===== Supplied records =====
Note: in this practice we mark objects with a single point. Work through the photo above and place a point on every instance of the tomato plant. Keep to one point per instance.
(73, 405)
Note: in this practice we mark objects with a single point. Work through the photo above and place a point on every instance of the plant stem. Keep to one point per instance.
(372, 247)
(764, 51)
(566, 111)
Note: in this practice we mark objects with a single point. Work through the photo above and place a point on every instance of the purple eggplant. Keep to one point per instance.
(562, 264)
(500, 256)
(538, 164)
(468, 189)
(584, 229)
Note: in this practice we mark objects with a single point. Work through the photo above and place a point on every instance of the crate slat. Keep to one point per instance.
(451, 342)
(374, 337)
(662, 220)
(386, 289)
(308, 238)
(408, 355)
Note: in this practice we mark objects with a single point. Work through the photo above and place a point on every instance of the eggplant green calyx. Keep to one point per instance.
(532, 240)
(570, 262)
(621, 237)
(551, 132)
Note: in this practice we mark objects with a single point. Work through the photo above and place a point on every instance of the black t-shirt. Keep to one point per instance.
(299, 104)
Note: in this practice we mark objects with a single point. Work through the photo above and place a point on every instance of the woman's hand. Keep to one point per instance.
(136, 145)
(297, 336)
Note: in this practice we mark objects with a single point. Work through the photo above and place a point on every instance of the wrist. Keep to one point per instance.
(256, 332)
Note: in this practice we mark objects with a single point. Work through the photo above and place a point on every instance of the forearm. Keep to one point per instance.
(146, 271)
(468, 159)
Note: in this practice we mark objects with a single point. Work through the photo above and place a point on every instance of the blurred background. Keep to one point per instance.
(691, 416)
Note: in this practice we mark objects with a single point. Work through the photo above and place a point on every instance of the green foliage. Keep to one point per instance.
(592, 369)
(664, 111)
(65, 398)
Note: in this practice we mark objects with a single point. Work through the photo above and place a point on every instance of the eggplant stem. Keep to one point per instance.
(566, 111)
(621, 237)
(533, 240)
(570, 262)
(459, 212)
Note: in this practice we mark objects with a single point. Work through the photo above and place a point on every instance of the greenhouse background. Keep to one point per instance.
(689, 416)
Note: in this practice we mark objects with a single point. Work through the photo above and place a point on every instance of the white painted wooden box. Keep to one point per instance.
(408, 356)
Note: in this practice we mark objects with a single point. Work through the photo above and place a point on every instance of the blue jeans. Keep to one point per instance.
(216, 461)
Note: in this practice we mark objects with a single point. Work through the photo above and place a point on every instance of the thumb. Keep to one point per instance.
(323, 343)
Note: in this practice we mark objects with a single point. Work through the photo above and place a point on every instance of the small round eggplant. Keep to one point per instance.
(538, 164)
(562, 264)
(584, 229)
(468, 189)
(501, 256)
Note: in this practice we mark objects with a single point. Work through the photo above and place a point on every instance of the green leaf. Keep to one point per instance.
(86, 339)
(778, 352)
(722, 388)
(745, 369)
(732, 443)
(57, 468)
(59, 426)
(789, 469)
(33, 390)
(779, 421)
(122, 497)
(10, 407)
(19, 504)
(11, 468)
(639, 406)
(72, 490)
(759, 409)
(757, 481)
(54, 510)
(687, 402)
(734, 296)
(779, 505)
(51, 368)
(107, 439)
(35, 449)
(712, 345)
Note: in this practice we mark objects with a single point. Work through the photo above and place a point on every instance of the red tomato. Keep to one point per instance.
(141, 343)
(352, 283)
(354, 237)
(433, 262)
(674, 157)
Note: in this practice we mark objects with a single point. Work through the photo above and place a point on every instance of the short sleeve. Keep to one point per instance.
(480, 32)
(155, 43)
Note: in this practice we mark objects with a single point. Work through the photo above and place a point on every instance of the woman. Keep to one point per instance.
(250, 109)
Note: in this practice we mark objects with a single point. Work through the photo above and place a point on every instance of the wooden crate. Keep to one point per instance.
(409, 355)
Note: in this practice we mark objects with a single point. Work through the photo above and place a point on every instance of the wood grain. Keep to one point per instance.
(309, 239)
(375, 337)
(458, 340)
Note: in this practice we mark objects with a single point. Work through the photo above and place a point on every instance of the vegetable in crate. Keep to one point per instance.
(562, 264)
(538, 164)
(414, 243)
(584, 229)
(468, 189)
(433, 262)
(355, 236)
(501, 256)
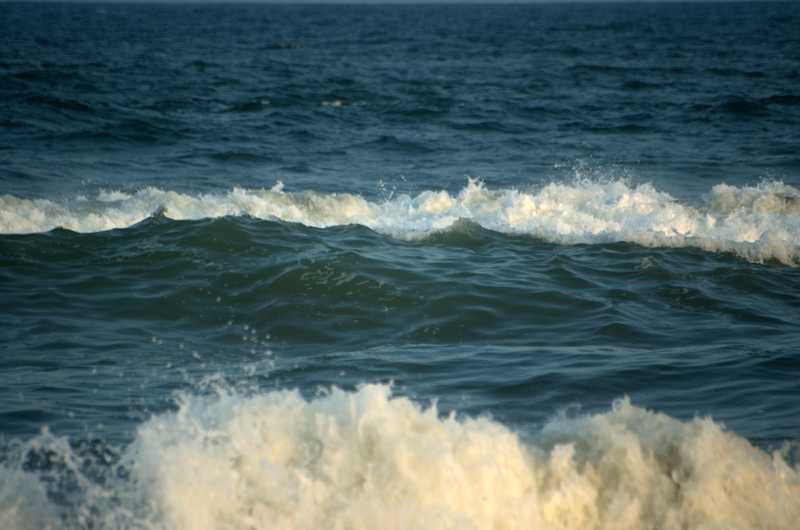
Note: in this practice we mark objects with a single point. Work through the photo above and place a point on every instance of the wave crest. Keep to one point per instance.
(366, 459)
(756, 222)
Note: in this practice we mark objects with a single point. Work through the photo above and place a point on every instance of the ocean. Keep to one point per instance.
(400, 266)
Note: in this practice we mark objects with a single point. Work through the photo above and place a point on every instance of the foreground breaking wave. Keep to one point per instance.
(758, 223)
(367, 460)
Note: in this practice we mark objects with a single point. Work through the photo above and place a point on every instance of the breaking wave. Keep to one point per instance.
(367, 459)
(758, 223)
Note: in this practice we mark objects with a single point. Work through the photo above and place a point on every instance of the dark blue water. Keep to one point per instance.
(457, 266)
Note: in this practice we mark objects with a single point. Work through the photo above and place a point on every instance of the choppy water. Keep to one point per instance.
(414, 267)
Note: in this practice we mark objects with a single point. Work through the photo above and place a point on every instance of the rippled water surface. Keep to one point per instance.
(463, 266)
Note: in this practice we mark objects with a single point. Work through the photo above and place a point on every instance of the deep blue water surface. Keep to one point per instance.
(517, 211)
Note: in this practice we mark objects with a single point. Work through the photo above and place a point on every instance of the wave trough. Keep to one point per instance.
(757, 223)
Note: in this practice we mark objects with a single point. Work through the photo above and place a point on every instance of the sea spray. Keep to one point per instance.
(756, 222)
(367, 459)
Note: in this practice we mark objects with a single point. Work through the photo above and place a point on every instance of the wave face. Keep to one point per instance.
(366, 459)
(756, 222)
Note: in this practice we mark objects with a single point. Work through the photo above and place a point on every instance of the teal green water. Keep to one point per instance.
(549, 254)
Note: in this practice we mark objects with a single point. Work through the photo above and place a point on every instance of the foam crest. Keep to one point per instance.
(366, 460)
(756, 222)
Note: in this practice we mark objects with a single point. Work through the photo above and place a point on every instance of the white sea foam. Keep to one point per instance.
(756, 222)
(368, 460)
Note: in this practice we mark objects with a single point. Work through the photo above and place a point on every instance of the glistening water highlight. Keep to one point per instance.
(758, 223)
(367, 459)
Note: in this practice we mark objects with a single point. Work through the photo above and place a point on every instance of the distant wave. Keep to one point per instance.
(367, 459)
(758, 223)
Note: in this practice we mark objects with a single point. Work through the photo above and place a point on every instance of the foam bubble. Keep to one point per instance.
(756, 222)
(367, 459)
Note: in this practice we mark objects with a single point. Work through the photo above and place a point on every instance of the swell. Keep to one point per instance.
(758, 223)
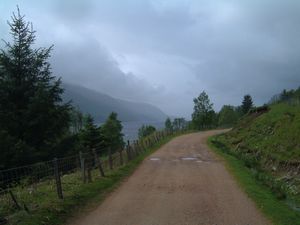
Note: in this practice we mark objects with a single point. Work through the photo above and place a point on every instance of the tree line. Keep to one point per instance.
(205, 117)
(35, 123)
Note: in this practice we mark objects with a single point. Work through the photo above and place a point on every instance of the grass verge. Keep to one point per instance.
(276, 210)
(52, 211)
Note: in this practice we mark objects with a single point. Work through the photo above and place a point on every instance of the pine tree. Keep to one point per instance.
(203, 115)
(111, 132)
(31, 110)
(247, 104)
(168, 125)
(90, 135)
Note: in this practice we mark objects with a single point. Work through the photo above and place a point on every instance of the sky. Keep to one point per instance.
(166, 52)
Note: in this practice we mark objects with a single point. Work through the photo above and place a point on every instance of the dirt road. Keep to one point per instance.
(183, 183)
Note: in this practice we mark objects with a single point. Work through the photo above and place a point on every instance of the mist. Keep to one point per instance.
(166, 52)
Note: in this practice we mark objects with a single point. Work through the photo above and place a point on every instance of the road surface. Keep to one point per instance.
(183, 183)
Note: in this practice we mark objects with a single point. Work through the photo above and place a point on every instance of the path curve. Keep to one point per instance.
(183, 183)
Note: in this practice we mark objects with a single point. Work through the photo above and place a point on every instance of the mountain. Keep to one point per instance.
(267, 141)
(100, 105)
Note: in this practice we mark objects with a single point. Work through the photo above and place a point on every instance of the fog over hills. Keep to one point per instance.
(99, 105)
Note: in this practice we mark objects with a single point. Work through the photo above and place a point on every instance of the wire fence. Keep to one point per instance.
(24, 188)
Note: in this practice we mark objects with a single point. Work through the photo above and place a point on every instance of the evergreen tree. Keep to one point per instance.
=====
===== Supplied records =====
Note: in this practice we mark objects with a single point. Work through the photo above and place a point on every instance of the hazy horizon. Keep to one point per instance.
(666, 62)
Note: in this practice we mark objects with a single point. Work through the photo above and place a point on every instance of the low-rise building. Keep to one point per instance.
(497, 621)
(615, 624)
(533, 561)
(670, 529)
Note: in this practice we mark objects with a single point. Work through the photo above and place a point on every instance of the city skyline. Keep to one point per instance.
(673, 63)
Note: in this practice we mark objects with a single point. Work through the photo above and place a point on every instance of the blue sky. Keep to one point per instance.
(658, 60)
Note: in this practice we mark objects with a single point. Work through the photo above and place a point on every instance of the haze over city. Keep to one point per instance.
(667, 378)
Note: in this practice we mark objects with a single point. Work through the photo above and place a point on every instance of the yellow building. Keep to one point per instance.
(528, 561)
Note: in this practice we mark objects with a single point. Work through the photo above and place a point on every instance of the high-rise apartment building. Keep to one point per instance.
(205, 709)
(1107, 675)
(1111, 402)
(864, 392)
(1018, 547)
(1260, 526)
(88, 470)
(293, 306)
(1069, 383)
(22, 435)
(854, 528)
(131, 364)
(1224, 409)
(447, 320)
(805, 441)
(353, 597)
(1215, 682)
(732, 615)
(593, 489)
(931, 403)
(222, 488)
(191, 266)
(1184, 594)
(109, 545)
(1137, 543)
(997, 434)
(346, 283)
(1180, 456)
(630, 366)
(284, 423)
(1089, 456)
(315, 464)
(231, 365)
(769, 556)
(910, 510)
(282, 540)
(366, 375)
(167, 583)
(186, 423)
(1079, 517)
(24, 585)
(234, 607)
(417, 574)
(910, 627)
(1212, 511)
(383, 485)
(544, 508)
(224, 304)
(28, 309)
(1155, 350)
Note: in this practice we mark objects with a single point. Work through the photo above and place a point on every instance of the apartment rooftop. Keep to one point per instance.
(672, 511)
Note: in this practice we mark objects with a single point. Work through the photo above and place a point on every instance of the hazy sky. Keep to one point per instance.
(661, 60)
=====
* **Task requirements**: Repeat word for word the lines of the records above, starting at the line that contains "hills. Keep to one point per instance." and ending at the line that contains "evergreen tree. Keep to one point per instance.", with both of those lines included.

* **Answer to this problem**:
Note: in this practice we mark objects with a single point. Work through the photo above and place a point on every instance of the fog over hills. Keep to one point per instance.
(99, 105)
Note: in this practice we mark objects with a single point. Work through the photo above and place a point on every instance of the wire fence. Keep to one point per instance.
(24, 188)
Note: in this practice we mark objects with a single point. Work through the photo above and place a point on every instance of the evergreen tree. Keep to one point per instance.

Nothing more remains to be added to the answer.